— TEXT SHOWN —
++++

BERLIN (AP) _ Thousands of riot troops stormed a barricaded neighborhood with bulldozers and armored trucks Wednesday and smashed a defiant community of anarchists in the heart of Berlin.

Commuters watched as officers burst through the makeshift barriers after daybreak and battled for hours before driving hundreds of radicals from a row of tenements in the former East Berlin.

At least 325 people were arrested and 70 officers and protesters were injured, including one squatter shot in the foot when a police officer’s warning shot ricocheted, police said.

One officer and 15 squatters had to be hospitalized, they said.

About 50,000 people marched through eastern Berlin late Wednesday to denounce the police raid and to demand affordable housing.

Many residents of eastern Berlin now get rent subsidies, a practice that will soon end.

The protesters tried to march to the street where the squatters lived, but a huge police presence turned them back. No serious violence resulted, although protesters tore down or burned campaign posters that major political parties have put up for the Dec. 2 national elections.

++++

— PROVIDED DATA —
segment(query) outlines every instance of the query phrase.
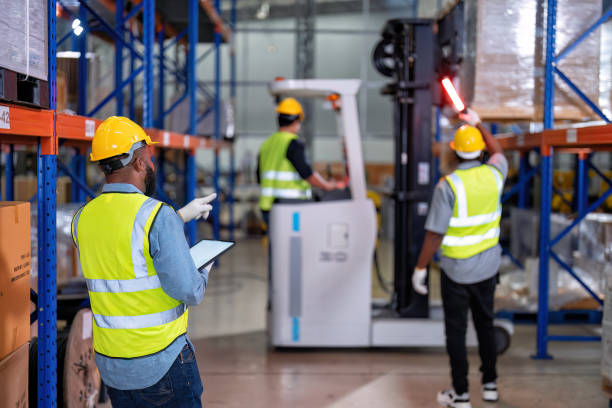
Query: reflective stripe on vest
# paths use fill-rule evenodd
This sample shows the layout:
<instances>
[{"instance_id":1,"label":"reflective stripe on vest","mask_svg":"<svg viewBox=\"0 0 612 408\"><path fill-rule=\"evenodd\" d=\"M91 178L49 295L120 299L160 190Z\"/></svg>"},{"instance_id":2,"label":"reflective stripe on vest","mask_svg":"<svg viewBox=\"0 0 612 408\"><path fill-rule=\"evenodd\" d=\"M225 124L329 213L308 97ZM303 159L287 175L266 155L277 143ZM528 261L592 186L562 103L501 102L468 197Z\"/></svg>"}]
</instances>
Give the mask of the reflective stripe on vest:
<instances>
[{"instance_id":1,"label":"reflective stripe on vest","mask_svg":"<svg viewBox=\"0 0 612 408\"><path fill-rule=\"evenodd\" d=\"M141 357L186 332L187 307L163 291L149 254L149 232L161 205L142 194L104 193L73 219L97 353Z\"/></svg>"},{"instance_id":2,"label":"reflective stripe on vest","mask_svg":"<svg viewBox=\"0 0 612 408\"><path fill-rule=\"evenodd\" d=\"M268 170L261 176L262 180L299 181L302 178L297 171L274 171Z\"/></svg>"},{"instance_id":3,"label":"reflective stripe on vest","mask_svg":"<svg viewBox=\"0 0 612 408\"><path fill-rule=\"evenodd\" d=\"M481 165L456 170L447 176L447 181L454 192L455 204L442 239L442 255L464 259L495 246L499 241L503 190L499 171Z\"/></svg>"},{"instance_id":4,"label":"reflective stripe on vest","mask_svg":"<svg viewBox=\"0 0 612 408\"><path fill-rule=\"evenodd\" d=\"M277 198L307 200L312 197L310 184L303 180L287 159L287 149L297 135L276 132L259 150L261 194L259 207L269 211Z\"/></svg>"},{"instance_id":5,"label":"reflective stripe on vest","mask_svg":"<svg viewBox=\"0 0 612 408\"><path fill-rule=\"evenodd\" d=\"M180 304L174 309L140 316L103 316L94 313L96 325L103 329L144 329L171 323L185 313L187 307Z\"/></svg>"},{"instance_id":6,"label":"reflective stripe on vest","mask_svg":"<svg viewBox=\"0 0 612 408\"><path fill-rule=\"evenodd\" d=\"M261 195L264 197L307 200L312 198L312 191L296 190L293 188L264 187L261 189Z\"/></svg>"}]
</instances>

++++

— INSTRUCTIONS —
A: According to the news report on the Berlin squatter raid, how many people were arrested?
B: Write the next few paragraphs of the news report on the Berlin squatter raid, picking up after its final sentence.

— ANSWERS IN ORDER —
A: At least 325 people were arrested.

B:
Wednesday’s confrontation was the third in three days on Mainzer Street and the latest example of lawlessness in the former East Germany, once strictly controlled by Communist rulers.

As many as 3,000 police, many of them paramilitary units brought in from other German states, moved in to seize the heavily fortified Mainzer Street and adjoining streets where leftist radicals had taken up positions.

Armored personnel carriers and bulldozers burst through several barricades and officers used clubs, water cannons and tear gas in pitched battles with the radicals.

Radicals fired flare guns and threw rocks and firebombs from rooftops and windows. The battle spilled onto several other streets and an adjoining six- lane thoroughfare was closed to traffic.

″And now, our street is kaput,″ said Waetroud Goets, 59, after the fighting spread to the block where she lived for 30 years. ″I never had any trouble with these people, but as soon as the police showed up they started throwing rocks.″

After the fighting, Mainzer Street was filled with smoldering debris - spent tear-gas canisters, junked cars and furniture that had been hurled from windows. Much of the street was torn up by the radicals, who used its cobblestones as weapons.

Berlin Interior Minister Erich Paetzold said the clash was marked by ″unbelievable brutality″ from the radicals.

Baerbel Bohley, an activist who helped lead the peaceful revolt that toppled communism last year, denounced the police raid as an unnecessary use of force. She said a peaceful solution could have been reached.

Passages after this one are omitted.